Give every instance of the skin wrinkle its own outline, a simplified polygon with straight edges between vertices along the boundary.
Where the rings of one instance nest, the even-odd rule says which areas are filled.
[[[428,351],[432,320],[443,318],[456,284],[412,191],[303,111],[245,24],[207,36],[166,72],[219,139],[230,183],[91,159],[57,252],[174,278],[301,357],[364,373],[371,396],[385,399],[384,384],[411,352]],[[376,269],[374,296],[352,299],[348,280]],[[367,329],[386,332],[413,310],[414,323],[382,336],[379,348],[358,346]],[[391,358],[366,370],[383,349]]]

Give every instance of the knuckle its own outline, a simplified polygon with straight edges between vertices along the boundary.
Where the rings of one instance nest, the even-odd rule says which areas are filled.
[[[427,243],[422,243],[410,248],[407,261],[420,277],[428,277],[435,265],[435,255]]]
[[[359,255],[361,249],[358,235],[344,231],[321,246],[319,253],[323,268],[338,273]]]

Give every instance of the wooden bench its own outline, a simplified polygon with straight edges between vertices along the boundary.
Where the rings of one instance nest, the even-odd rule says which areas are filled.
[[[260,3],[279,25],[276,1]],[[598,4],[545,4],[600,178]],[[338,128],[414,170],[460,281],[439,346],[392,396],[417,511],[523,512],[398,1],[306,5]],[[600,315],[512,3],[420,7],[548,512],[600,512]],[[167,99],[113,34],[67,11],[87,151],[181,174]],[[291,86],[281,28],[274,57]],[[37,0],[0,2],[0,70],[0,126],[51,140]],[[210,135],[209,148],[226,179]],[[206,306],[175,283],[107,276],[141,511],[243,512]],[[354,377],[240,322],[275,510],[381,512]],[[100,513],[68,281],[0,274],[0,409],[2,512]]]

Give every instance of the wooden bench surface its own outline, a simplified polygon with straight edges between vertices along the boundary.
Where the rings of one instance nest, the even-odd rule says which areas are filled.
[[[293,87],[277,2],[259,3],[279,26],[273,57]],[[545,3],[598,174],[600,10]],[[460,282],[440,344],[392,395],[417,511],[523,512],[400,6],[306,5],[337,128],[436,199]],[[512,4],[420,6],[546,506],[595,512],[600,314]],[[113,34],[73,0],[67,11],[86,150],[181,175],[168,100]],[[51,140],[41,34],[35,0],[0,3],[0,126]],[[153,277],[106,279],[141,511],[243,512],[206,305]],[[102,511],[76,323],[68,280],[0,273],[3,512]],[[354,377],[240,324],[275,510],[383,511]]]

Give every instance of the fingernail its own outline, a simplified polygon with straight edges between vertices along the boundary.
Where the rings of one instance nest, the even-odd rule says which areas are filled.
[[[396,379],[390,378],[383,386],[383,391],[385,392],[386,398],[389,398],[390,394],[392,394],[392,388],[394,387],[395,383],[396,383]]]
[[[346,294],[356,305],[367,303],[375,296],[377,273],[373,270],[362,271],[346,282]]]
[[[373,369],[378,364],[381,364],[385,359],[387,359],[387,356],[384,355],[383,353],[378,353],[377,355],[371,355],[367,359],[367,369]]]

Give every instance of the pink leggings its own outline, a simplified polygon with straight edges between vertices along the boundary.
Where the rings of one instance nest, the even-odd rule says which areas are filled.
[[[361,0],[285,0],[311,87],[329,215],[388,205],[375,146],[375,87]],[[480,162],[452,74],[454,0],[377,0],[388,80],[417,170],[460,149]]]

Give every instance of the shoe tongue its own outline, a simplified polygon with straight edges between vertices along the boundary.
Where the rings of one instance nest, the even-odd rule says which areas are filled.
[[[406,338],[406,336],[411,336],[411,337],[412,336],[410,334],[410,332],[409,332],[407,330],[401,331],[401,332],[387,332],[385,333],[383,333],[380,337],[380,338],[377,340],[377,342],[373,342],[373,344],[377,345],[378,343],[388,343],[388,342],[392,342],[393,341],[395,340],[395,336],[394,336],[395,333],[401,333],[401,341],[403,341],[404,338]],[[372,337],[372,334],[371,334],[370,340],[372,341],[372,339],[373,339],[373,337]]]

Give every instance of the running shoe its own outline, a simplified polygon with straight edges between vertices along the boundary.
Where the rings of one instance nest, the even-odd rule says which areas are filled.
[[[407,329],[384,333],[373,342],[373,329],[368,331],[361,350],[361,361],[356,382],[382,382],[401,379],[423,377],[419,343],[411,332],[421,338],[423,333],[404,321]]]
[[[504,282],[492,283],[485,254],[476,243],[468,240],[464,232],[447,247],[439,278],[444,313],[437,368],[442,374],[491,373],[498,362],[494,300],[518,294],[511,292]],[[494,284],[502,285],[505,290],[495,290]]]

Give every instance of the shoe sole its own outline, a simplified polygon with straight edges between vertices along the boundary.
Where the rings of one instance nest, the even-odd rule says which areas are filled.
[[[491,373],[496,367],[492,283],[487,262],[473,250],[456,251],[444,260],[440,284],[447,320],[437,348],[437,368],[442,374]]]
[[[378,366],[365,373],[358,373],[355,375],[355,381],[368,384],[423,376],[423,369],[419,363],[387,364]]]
⁂
What you should do >> Scale the rows from the line with "Give every instance of the running" through the last row, inclusive. Reproduce every one of those lines, requests included, with each polygon vertex coordinate in the answers multiplied by 1.15 and rounded to a whole number, halves going up.

The reply >>
Give every instance of the running shoe its own outline, a simplified polygon with straight edges between vertices along the boundary.
Where the rings of one instance nest, the even-odd rule says which areas are filled.
[[[468,378],[442,383],[429,393],[429,378],[423,381],[415,403],[415,415],[409,439],[439,439],[461,436],[486,434],[482,394],[473,382],[484,389],[486,383],[465,369]]]
[[[580,324],[566,325],[558,292],[547,279],[538,276],[534,267],[514,284],[505,320],[511,360],[503,423],[508,430],[565,429],[573,416],[568,345],[596,338],[588,336]],[[568,327],[577,328],[581,334],[569,334]]]

Give every instance of the shoe sole its own outline, a simplified polygon with straight edges between vertices along the boundary.
Where the rings of one instance nest, the even-odd rule says which areas are filled.
[[[565,429],[570,422],[566,325],[560,301],[544,288],[524,289],[511,299],[506,327],[514,368],[503,400],[503,423],[508,430]]]
[[[435,421],[420,429],[412,429],[408,431],[408,438],[423,442],[486,432],[486,424],[482,417],[445,419]]]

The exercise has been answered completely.